• [Task prompt] Update the data below by replacing every "camera on tripod" with "mounted camera". Keep everything else unchanged.

Coordinate annotation data:
-- START --

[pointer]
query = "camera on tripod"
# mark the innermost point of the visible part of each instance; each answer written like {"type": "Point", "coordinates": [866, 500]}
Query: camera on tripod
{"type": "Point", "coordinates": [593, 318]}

-- END --

• [Completed exercise]
[pointer]
query = "mounted camera"
# mark the innermost point of the visible part of each instance; each answer written like {"type": "Point", "coordinates": [866, 500]}
Query: mounted camera
{"type": "Point", "coordinates": [593, 318]}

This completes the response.